(Dataset records about object locations)
_ _ _ _
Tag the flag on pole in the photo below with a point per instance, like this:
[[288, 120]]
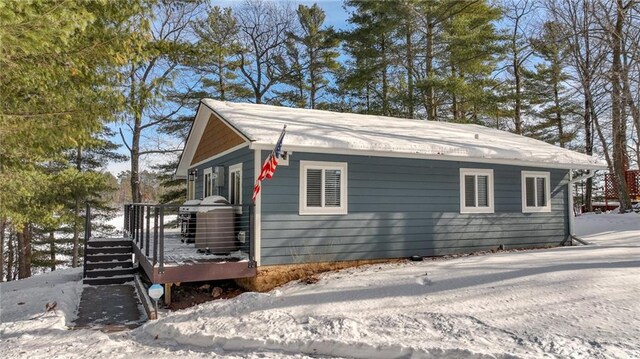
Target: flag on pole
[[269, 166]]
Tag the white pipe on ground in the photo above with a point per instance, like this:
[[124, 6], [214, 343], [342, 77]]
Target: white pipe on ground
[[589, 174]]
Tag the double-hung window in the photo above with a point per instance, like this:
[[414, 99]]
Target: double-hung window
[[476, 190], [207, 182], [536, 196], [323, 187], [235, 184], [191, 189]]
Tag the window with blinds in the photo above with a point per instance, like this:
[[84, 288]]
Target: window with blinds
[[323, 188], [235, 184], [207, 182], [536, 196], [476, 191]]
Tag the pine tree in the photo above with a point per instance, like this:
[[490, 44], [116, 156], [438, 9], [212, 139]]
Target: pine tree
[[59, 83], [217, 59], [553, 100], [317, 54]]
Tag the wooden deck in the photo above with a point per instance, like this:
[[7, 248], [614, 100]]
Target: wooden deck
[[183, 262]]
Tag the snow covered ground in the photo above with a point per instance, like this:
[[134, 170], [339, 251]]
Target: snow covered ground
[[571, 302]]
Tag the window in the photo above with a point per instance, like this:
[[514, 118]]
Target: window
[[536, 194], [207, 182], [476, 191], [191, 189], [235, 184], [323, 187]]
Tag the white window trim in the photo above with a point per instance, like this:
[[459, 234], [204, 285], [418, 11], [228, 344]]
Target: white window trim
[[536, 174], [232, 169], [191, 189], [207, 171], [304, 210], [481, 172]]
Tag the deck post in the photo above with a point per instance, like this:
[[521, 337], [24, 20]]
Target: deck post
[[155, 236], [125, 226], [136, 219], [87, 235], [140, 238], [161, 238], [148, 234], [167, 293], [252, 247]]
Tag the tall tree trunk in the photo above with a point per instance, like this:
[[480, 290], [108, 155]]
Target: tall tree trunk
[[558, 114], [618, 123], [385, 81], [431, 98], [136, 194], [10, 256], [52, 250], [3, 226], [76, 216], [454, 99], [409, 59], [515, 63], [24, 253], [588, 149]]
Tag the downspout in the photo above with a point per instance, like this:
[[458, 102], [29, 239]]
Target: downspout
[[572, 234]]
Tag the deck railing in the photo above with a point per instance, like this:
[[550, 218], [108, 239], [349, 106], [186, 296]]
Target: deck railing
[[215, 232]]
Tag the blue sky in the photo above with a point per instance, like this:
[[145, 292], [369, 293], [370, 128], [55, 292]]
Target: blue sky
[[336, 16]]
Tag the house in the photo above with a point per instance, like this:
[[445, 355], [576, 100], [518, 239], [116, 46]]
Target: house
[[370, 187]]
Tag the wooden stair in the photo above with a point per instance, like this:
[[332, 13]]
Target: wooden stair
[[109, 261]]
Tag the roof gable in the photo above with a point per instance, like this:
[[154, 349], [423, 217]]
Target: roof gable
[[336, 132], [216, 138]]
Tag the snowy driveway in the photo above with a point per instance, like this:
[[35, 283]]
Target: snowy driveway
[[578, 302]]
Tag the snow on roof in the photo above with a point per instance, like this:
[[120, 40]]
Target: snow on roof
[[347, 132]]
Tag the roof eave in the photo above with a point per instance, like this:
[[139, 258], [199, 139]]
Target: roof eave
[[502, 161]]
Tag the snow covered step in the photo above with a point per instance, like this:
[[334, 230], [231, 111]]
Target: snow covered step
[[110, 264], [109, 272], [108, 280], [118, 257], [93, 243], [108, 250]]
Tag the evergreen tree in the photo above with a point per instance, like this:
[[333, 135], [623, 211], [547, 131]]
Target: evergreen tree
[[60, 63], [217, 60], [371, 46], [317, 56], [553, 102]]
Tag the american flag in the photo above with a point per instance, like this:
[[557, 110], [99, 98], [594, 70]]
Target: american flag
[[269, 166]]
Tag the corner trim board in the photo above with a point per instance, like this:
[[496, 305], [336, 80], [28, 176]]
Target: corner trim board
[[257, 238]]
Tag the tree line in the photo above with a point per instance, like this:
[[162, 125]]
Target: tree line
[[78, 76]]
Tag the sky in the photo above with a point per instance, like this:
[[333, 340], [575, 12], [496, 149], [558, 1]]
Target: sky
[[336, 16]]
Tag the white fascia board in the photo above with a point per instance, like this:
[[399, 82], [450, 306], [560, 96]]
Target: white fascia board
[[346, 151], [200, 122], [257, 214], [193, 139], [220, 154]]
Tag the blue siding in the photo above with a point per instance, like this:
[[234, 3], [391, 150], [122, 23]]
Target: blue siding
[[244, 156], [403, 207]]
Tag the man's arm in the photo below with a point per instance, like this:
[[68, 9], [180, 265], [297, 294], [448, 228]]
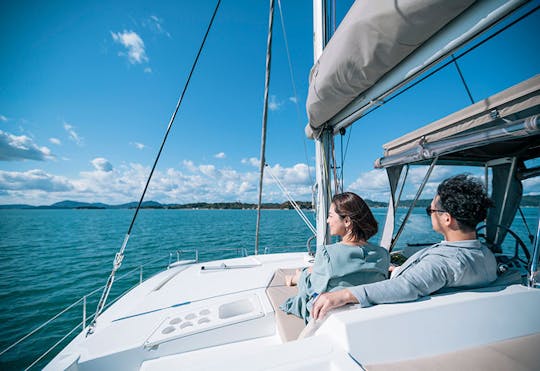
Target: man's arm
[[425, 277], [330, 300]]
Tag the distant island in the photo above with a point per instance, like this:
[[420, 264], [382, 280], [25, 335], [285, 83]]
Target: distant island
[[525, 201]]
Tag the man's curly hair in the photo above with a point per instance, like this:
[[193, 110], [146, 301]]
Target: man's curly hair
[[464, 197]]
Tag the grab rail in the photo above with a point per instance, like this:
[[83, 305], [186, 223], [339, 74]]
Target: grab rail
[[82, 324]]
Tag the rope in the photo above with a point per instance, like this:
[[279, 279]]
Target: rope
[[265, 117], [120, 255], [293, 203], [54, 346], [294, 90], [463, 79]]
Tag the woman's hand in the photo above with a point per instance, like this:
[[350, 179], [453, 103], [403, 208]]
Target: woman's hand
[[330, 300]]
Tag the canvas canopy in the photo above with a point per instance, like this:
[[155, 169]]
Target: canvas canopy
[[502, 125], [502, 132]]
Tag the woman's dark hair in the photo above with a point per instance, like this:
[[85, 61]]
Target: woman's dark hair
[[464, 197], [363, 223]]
_ _ _ _
§ Your task
Return only the lines running from the line with "Tag the rope" to the last line of the records, both included, exactly as written.

§ Task output
Tag the rope in the photo above with a point per instance, like this:
[[279, 279]]
Target: rope
[[265, 117], [120, 255], [293, 203], [54, 346], [294, 90], [463, 79]]
Tag the woman's hand in the photo above with a point per instance, like this:
[[350, 179], [453, 103], [403, 208]]
Target: woman's hand
[[330, 300]]
Tag the canvas canopy in the photo above with a point per instance, like this:
[[155, 169]]
Target: canvas canopy
[[502, 125], [502, 132]]
Tag the woman's dark hair in the photo above with a point per instance, like this:
[[85, 61]]
Target: woman's dark hair
[[464, 197], [363, 223]]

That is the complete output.